> [Data entries]
____________________
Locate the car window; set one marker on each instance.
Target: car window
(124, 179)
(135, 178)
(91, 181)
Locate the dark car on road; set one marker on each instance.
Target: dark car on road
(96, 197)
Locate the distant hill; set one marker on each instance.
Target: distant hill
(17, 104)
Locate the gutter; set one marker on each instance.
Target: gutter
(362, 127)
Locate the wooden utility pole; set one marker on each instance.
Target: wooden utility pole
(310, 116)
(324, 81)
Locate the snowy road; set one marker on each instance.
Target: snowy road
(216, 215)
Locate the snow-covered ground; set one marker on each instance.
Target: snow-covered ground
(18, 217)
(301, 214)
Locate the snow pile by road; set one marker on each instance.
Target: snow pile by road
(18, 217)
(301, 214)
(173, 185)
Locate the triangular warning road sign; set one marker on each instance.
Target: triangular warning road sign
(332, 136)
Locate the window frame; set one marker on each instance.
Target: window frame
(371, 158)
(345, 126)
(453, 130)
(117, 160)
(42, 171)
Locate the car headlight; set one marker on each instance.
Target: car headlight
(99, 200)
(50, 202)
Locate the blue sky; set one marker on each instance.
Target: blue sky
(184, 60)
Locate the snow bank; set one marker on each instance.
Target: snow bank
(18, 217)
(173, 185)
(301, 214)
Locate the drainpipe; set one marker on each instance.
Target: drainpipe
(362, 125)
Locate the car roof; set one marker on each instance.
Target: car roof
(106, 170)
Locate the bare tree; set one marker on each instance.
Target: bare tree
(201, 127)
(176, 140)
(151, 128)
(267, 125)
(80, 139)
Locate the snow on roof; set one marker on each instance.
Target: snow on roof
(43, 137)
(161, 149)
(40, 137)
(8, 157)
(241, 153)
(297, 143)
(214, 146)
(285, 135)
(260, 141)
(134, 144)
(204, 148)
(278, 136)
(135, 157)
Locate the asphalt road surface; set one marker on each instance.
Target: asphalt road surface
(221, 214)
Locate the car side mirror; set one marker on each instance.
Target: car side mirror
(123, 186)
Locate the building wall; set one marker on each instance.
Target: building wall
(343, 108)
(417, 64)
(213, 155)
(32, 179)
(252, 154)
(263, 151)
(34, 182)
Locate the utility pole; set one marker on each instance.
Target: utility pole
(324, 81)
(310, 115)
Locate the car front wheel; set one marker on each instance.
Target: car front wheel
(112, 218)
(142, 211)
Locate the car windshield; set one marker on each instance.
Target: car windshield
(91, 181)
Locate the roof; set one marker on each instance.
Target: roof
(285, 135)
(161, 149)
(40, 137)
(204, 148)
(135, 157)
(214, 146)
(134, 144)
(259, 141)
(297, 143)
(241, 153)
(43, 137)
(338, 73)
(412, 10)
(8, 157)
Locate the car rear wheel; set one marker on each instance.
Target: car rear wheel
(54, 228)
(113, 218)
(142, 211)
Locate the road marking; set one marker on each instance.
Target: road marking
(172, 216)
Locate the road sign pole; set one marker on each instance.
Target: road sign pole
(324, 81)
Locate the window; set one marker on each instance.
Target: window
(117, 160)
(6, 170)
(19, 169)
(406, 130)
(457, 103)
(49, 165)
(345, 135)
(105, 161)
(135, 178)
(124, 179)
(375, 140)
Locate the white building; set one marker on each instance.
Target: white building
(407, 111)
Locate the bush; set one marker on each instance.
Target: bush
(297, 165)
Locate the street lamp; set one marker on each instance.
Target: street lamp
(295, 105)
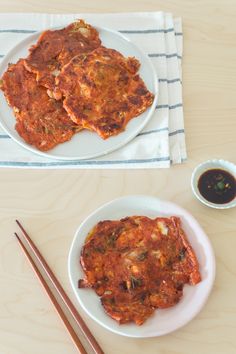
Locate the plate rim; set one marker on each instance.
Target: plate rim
(157, 200)
(34, 36)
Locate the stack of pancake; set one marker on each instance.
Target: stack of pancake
(70, 82)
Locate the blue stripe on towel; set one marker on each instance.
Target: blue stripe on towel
(80, 162)
(147, 31)
(168, 106)
(178, 131)
(16, 31)
(171, 81)
(168, 56)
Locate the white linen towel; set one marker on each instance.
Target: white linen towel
(159, 35)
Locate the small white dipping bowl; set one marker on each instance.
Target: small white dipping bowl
(208, 165)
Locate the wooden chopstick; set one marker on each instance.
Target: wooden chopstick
(70, 329)
(61, 292)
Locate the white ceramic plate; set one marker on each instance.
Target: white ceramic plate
(163, 321)
(86, 144)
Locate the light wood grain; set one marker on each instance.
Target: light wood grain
(53, 203)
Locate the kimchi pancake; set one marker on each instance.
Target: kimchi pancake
(137, 265)
(103, 91)
(55, 48)
(40, 120)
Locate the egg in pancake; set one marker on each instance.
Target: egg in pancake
(137, 265)
(55, 48)
(102, 91)
(40, 120)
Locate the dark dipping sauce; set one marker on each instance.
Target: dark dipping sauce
(217, 186)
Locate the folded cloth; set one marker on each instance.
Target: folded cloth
(159, 35)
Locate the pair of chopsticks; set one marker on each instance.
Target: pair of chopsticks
(60, 291)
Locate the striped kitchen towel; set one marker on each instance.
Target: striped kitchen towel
(159, 35)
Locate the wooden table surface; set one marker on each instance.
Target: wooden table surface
(53, 203)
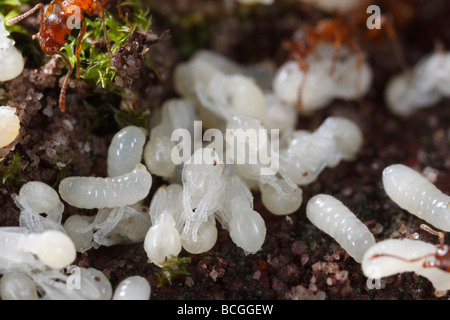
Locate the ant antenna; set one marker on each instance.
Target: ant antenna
(439, 234)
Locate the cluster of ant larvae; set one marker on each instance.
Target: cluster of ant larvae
(11, 60)
(334, 218)
(350, 80)
(392, 256)
(423, 86)
(110, 192)
(307, 154)
(413, 192)
(221, 89)
(9, 125)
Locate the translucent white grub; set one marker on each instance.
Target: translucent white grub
(423, 86)
(120, 225)
(34, 199)
(77, 228)
(161, 242)
(158, 156)
(132, 288)
(9, 125)
(246, 226)
(206, 238)
(392, 256)
(22, 250)
(125, 150)
(279, 115)
(204, 64)
(283, 201)
(120, 191)
(163, 239)
(77, 284)
(203, 189)
(335, 219)
(17, 286)
(414, 193)
(175, 114)
(349, 80)
(307, 154)
(11, 60)
(346, 133)
(228, 95)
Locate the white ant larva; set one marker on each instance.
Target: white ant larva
(81, 284)
(9, 125)
(91, 192)
(20, 249)
(36, 198)
(334, 218)
(392, 256)
(414, 193)
(125, 150)
(421, 87)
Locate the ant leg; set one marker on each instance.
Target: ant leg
(62, 95)
(102, 16)
(27, 14)
(78, 48)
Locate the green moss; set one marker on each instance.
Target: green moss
(97, 63)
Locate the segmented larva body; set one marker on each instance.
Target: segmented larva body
(334, 218)
(132, 288)
(392, 256)
(125, 150)
(91, 192)
(414, 193)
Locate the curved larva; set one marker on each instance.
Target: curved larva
(132, 288)
(414, 193)
(392, 256)
(331, 216)
(90, 192)
(125, 150)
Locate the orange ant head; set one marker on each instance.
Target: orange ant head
(54, 33)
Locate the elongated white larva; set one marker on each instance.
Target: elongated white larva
(414, 193)
(334, 218)
(125, 150)
(392, 256)
(132, 288)
(91, 192)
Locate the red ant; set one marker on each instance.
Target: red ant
(55, 30)
(327, 30)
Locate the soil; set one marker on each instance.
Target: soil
(297, 261)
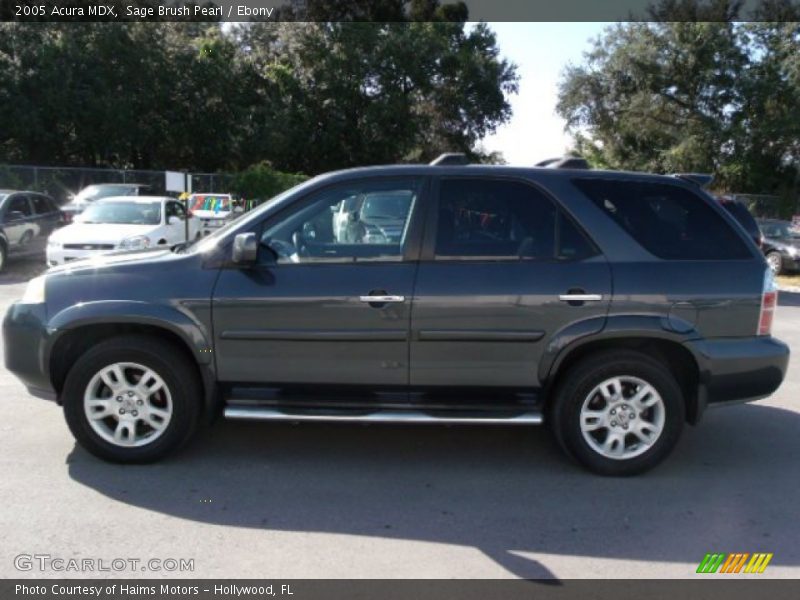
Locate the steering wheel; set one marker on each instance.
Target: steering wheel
(299, 242)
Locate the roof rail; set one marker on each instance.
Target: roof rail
(699, 179)
(566, 162)
(450, 158)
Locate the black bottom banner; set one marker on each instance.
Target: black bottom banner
(707, 587)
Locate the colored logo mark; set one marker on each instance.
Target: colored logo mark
(737, 562)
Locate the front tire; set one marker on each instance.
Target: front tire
(132, 399)
(618, 412)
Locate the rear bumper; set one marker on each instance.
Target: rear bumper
(24, 342)
(739, 369)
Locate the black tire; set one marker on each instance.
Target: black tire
(168, 362)
(577, 384)
(775, 262)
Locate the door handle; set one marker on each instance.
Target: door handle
(382, 299)
(580, 297)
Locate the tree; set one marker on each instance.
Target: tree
(344, 94)
(304, 96)
(713, 96)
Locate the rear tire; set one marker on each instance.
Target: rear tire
(132, 399)
(618, 412)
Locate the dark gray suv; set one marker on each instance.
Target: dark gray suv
(614, 307)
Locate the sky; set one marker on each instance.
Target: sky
(541, 52)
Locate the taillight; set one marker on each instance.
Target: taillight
(769, 299)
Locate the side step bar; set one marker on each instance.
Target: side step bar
(258, 413)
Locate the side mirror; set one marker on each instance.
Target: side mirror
(245, 249)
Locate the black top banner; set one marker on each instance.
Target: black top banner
(398, 10)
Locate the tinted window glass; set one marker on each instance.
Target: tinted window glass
(503, 219)
(743, 216)
(41, 205)
(359, 221)
(19, 204)
(667, 220)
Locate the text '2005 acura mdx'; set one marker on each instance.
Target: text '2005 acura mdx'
(615, 307)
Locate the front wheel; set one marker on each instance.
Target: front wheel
(131, 399)
(618, 412)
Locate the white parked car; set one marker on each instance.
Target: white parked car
(212, 210)
(123, 223)
(93, 193)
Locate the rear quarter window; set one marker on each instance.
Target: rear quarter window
(668, 221)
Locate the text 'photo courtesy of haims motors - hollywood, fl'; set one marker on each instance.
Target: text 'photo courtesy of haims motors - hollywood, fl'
(387, 299)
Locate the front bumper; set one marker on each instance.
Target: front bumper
(739, 369)
(25, 338)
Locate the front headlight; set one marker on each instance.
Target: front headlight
(135, 243)
(34, 293)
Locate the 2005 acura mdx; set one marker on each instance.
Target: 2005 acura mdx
(613, 306)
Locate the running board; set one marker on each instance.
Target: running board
(257, 413)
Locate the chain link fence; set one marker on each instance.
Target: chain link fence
(61, 182)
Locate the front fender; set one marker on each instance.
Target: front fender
(175, 319)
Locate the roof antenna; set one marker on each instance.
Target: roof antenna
(450, 158)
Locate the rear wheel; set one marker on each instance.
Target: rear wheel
(132, 399)
(618, 412)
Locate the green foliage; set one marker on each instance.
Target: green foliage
(307, 97)
(261, 181)
(711, 96)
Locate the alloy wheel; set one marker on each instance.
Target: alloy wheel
(622, 417)
(128, 404)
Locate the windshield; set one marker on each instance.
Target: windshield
(210, 202)
(95, 192)
(210, 241)
(119, 213)
(781, 229)
(386, 206)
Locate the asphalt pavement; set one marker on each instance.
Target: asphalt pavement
(331, 501)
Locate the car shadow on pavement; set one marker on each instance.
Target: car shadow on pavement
(731, 486)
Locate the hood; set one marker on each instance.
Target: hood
(98, 233)
(112, 259)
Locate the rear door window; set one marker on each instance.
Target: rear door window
(484, 219)
(668, 221)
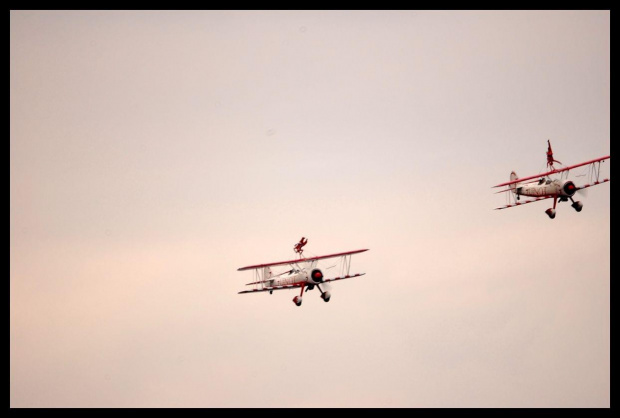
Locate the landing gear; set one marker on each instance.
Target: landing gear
(551, 211)
(326, 296)
(298, 299)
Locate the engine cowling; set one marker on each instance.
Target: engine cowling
(316, 276)
(568, 188)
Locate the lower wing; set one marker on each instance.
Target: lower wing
(297, 285)
(525, 202)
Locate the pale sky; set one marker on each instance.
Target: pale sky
(153, 153)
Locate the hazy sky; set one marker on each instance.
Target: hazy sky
(155, 152)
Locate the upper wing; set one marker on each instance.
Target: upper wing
(300, 260)
(527, 201)
(585, 186)
(559, 170)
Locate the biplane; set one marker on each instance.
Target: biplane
(560, 189)
(303, 273)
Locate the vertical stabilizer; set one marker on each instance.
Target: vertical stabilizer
(513, 176)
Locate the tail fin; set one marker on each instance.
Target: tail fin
(513, 176)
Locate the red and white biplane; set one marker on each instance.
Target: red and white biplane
(542, 186)
(304, 273)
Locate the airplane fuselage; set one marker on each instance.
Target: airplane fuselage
(307, 275)
(559, 188)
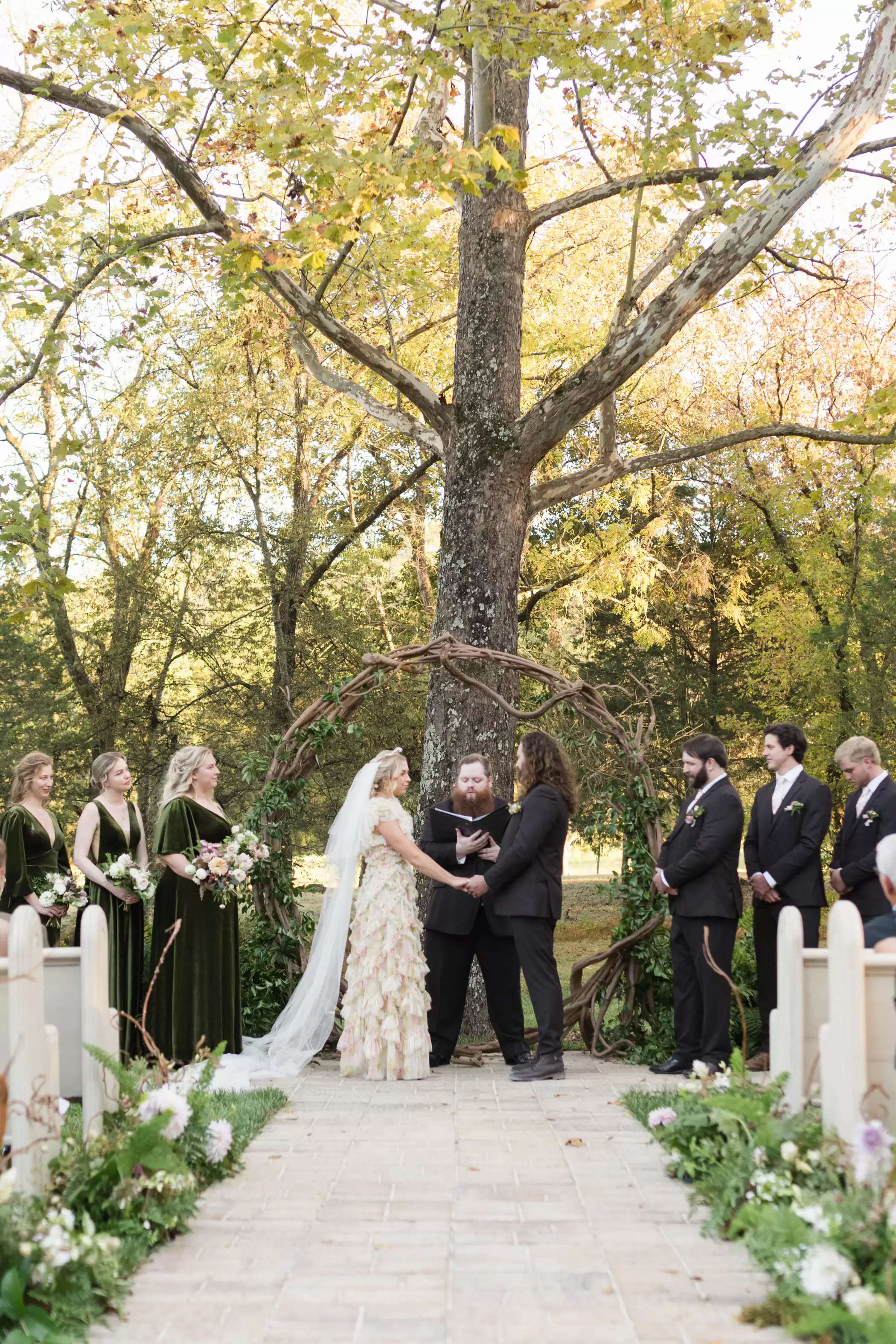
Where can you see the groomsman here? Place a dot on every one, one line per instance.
(870, 815)
(699, 873)
(782, 852)
(460, 928)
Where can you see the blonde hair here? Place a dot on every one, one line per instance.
(25, 772)
(858, 749)
(101, 768)
(389, 768)
(180, 771)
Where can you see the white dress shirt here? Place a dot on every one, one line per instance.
(864, 797)
(694, 804)
(784, 784)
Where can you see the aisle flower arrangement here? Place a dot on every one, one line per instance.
(817, 1214)
(67, 1257)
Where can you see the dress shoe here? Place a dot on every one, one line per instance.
(539, 1069)
(673, 1065)
(759, 1064)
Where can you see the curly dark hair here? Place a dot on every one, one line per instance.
(546, 761)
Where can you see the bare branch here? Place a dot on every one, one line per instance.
(551, 420)
(189, 180)
(605, 474)
(362, 526)
(390, 416)
(74, 294)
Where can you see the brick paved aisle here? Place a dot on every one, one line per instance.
(452, 1210)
____________________
> [Work to be completed] Please copy exactly the lines from the one containing "Locate the red and" through the last line of the records above, both included, and leave out any pictures.

> [Reply]
Locate the red and white biplane; set one marker on each instance.
Target: red and white biplane
(542, 186)
(304, 273)
Locate the airplane fuselage; set one marker on each instance.
Target: airplane fuselage
(307, 275)
(559, 188)
Where can you see the groomsman here? Place a dot on every one, one line per instance.
(870, 815)
(699, 873)
(782, 852)
(460, 928)
Where can you see the blonde hair here? Place a dot on every one, one line per instance.
(25, 772)
(858, 749)
(101, 768)
(389, 768)
(180, 771)
Where can you see the white dress shirt here? Place a dot on every one, one line per instance.
(864, 797)
(694, 804)
(784, 784)
Where can you see the aisle flower arrangement here? Place a dot on every one, one line per instance.
(817, 1214)
(67, 1257)
Where can you see the dress shoe here? Place a dot on every one, one line per instance.
(539, 1069)
(673, 1065)
(759, 1064)
Where can you see the curly dark hair here? Place a dot on every one, one line per instance.
(546, 761)
Where can you see the bare branch here? Place a dot on every one, one line per instance.
(551, 420)
(189, 180)
(605, 474)
(362, 526)
(390, 416)
(74, 294)
Where can you see the brick paved aisle here? Place a dot on every one, one line per instance.
(452, 1210)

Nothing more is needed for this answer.